== 简答题 A ==
请原样抄录数据条目中的若干行：从含有“[tag] window glass: a pin per instance”的那一行起，到含有“x=216 y=170”的那一行止，首尾两行都要抄录。

== 节选文段 ==
第58课:使用Java和Scala在IDE中开发DataFrame实战学习笔记
本期内容:
1. 使用Java开发DataFrame实战
2. 使用Scala开发DataFrame实战
自Spark1.3开始大多数SparkSQL都基于DataFrame编程。因为DataFrame高效且功能强大。
可以把SparkSQl作为一个分布式查询引擎。SparkSQL一般都和Hive一起使用。
使用Java开发Spark应用程序的原因:
1. 企业生产环境下大多以Java为核心
2. Java更傻瓜,更易理解
SQLContext中有HiveContext子类。
Spark官网建议任何时候都用HiveContext。一般情况下都可以直接用HiveContext而不需要使用SQLContext
./spark-submit --file,可以通过指定hive-site.xml配置,这给我们一个启发:如果有一些特别的配置,可以这样指定。但如果指定其他文件,会覆盖默认参数hive-site.xml(注意:Spark的Conf目录下也有hive-site.xml文件)
spark-submit --class com.dt.spark.sql.DataFrameOps --master spark://slq1:7077 /home/richard/spark-1.6.0/SparkApps/wordCount.jar
配置Hive的不同数据来源。如果不配置的话Spark会自动找Spark中的Hive配置信息。
在哪台机上提交就需要在哪台机上安装Hive
Java代码如下:
package com.dt.spark.SparkApps;
import org.apache.spark.SparkConf;
import org.apache.spark.api.java.JavaSparkContext;
import org.apache.spark.sql.DataFrame;
import org.apache.spark.sql.SQLContext;
public class DataFrameOps {
public static void main(String[] args){
//创建SparkConf用于读取系统配置信息并设置当前应用程序名称
SparkConf conf = new SparkConf().setAppName("DataFrameOps");
//创建JavaSparkContext对象实例作为整个Driver核心基石
JavaSparkContext sc = new JavaSparkContext(conf);
//创建SQLContext上下文对象用于SQL分析
SQLContext sqlContext = new SQLContext(sc);
//创建DataFrame,可以简单认为DataFrame是一张表
//DataFrame可以来源于多种格式
//如JSON,可以直接创建DataFrame
//SQLContext只支持SQL一种方言,用HiveContext就可以支持多种
//方言(默认HQL,可以设置)。
DataFrame df = sqlContext.read().json("HDFS://slq1:9000/user/people.json");
//select * from table
df.show();
//describe table;
df.printSchema();
df.select("name").show();
// select name age+1 from table;
df.select(df.col("name"),df.col("age").plus(10)).show();
//select * from table where age > 20;
df.filter(df.col("age").gt(20)).show();
//select count(1) from table group by age;
df.groupBy(df.col("age")).count().show();
}
}
下面编写scala代码:
package com.dt.spark.SparkApps.sql
import org.apache.spark.SparkContext
import org.apache.spark.SparkConf
import org.apache.spark.sql.SQLContext
// 使用Java的方式开发实战对DataFrame的操作
object DataFrameOps {
def main(args: Array[String]): Unit = {
val conf = new SparkConf()
conf.setAppName("DataFrameOps")
conf.setMaster("spark://slq1:7077")
val sc = new SparkContext
val sqlContext = new SQLContext(sc)
val df = sqlContext.read.json("hdfs://slq1:9000/user/data/SparkResources/people.json")
df.show()
df.printSchema()
df.select("name").show()

== 原始数据 ==
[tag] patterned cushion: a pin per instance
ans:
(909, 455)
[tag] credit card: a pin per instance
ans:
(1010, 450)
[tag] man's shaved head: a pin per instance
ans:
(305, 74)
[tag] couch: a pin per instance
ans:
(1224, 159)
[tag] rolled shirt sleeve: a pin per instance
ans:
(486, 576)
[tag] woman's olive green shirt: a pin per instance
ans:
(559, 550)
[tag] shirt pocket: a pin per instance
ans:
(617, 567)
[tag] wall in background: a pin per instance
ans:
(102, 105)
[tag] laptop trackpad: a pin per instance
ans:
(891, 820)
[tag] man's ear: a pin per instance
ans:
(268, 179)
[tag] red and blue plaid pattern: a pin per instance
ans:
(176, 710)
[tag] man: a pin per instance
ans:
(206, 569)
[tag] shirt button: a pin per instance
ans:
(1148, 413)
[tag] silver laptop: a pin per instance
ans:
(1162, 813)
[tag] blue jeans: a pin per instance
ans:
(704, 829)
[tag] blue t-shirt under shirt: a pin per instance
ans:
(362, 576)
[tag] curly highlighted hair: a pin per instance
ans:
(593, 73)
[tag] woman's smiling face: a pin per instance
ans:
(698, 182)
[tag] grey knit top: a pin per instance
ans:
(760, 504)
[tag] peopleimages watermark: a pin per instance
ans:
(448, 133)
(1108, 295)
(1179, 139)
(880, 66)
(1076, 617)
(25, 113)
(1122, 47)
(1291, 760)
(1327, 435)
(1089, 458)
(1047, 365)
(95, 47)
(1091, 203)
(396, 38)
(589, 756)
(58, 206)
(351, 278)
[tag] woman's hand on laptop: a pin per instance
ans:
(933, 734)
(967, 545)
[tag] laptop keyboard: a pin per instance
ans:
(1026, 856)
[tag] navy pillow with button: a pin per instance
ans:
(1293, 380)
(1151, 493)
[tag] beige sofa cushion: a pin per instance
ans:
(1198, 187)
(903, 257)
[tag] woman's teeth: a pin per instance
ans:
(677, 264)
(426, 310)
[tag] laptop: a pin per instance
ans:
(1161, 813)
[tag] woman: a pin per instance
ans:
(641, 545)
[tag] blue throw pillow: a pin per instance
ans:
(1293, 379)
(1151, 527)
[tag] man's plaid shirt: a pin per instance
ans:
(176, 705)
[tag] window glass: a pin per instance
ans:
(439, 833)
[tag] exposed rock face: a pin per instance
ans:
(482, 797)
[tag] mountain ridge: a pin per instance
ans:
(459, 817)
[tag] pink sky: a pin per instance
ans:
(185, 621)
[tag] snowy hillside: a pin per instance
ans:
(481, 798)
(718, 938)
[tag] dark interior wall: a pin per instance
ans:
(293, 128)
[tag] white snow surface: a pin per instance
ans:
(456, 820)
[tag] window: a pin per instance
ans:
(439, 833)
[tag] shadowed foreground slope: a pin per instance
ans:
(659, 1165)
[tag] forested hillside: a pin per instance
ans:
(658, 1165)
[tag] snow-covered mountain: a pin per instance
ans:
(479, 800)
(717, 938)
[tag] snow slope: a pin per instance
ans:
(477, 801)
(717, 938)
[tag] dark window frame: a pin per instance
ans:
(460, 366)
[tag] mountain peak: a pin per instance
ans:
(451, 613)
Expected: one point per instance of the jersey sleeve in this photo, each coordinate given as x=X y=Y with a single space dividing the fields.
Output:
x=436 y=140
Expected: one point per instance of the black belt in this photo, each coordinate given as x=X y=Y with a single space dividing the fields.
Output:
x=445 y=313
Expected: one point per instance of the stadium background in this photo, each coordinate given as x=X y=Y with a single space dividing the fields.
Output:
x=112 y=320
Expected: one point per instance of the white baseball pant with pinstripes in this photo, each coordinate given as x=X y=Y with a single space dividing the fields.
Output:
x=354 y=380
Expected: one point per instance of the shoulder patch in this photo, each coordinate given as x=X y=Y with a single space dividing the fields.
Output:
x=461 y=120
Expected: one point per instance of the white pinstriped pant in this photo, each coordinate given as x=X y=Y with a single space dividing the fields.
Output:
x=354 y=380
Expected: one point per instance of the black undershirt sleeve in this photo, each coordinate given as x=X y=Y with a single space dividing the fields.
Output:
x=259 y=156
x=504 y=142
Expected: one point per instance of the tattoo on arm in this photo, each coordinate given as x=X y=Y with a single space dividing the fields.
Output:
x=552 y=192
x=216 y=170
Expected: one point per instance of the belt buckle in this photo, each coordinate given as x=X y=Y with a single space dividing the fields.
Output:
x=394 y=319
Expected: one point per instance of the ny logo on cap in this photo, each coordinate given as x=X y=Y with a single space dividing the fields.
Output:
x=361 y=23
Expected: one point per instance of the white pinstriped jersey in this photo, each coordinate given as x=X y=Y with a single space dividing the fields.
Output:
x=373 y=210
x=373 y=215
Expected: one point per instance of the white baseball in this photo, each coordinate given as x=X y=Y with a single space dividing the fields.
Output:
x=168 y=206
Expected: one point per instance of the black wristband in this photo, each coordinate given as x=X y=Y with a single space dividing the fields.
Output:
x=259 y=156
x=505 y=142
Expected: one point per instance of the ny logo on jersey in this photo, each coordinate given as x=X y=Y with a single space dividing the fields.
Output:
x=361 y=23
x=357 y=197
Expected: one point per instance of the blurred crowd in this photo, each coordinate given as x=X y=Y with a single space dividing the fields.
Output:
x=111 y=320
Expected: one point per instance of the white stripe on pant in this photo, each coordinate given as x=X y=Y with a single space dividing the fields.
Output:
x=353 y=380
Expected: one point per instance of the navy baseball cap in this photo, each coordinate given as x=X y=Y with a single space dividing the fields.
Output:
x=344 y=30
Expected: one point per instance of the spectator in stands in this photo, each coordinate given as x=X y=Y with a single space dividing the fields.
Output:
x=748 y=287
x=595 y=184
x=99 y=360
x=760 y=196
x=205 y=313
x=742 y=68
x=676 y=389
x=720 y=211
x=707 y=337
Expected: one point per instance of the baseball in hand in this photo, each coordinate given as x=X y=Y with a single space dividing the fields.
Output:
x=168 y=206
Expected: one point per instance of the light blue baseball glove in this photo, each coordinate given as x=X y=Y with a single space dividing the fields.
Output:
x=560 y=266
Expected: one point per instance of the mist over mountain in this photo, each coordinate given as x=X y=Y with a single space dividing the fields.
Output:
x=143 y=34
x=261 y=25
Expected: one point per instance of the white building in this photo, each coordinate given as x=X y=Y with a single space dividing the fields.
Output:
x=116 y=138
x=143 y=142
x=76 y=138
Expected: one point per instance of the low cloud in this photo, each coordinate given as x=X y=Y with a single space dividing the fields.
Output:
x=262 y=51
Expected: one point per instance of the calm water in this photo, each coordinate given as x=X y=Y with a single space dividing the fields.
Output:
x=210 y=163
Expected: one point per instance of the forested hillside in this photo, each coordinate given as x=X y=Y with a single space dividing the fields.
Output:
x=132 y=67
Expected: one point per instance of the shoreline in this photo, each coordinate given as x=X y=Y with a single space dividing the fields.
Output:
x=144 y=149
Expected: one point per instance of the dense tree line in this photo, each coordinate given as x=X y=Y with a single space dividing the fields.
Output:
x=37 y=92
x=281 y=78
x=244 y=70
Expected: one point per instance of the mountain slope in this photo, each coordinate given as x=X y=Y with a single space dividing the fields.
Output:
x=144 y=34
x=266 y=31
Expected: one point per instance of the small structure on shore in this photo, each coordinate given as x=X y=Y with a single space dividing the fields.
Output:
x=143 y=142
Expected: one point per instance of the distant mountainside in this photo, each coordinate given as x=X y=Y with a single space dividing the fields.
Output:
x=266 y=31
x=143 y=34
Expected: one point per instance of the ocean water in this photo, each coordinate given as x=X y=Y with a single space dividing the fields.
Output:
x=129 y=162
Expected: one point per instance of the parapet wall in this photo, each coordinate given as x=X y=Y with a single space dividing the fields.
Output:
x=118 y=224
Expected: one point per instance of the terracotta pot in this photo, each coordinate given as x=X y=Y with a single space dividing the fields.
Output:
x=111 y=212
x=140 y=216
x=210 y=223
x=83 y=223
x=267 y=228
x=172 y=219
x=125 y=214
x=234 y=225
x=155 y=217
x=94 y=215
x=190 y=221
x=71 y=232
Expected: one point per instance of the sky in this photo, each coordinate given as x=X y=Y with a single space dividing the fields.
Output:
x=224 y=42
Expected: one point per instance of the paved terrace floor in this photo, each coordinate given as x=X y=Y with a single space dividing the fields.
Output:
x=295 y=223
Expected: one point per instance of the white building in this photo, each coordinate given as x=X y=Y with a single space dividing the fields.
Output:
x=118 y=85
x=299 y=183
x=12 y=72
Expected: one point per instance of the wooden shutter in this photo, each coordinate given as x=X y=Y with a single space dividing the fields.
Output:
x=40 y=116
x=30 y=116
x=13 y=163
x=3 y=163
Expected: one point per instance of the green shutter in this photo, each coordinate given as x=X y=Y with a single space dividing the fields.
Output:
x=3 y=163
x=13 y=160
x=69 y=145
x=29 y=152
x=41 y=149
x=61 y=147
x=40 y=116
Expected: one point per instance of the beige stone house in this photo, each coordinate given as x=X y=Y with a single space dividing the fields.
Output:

== 简答题 B ==
根据节选文段回答：
(i) 自Spark哪个版本开始，大多数SparkSQL都基于DataFrame编程？
(ii) Spark官网建议任何时候都使用哪个上下文？
(iii) Java代码中用filter筛选数据时，对age列设定的条件是什么？

== 答案 A ==
[tag] window glass: a pin per instance
ans:
(439, 833)
[tag] exposed rock face: a pin per instance
ans:
(482, 797)
[tag] mountain ridge: a pin per instance
ans:
(459, 817)
[tag] pink sky: a pin per instance
ans:
(185, 621)
[tag] snowy hillside: a pin per instance
ans:
(481, 798)
(718, 938)
[tag] dark interior wall: a pin per instance
ans:
(293, 128)
[tag] white snow surface: a pin per instance
ans:
(456, 820)
[tag] window: a pin per instance
ans:
(439, 833)
[tag] shadowed foreground slope: a pin per instance
ans:
(659, 1165)
[tag] forested hillside: a pin per instance
ans:
(658, 1165)
[tag] snow-covered mountain: a pin per instance
ans:
(479, 800)
(717, 938)
[tag] snow slope: a pin per instance
ans:
(477, 801)
(717, 938)
[tag] dark window frame: a pin per instance
ans:
(460, 366)
[tag] mountain peak: a pin per instance
ans:
(451, 613)
Expected: one point per instance of the jersey sleeve in this photo, each coordinate given as x=X y=Y with a single space dividing the fields.
Output:
x=436 y=140
Expected: one point per instance of the black belt in this photo, each coordinate given as x=X y=Y with a single space dividing the fields.
Output:
x=445 y=313
Expected: one point per instance of the stadium background in this photo, each coordinate given as x=X y=Y with a single space dividing the fields.
Output:
x=112 y=320
Expected: one point per instance of the white baseball pant with pinstripes in this photo, each coordinate given as x=X y=Y with a single space dividing the fields.
Output:
x=354 y=380
Expected: one point per instance of the shoulder patch in this photo, each coordinate given as x=X y=Y with a single space dividing the fields.
Output:
x=461 y=120
Expected: one point per instance of the white pinstriped pant in this photo, each coordinate given as x=X y=Y with a single space dividing the fields.
Output:
x=354 y=380
Expected: one point per instance of the black undershirt sleeve in this photo, each coordinate given as x=X y=Y with a single space dividing the fields.
Output:
x=259 y=156
x=504 y=142
Expected: one point per instance of the tattoo on arm in this photo, each coordinate given as x=X y=Y with a single space dividing the fields.
Output:
x=552 y=192
x=216 y=170

== 答案 B ==
(i) Spark1.3
(ii) HiveContext
(iii) age大于20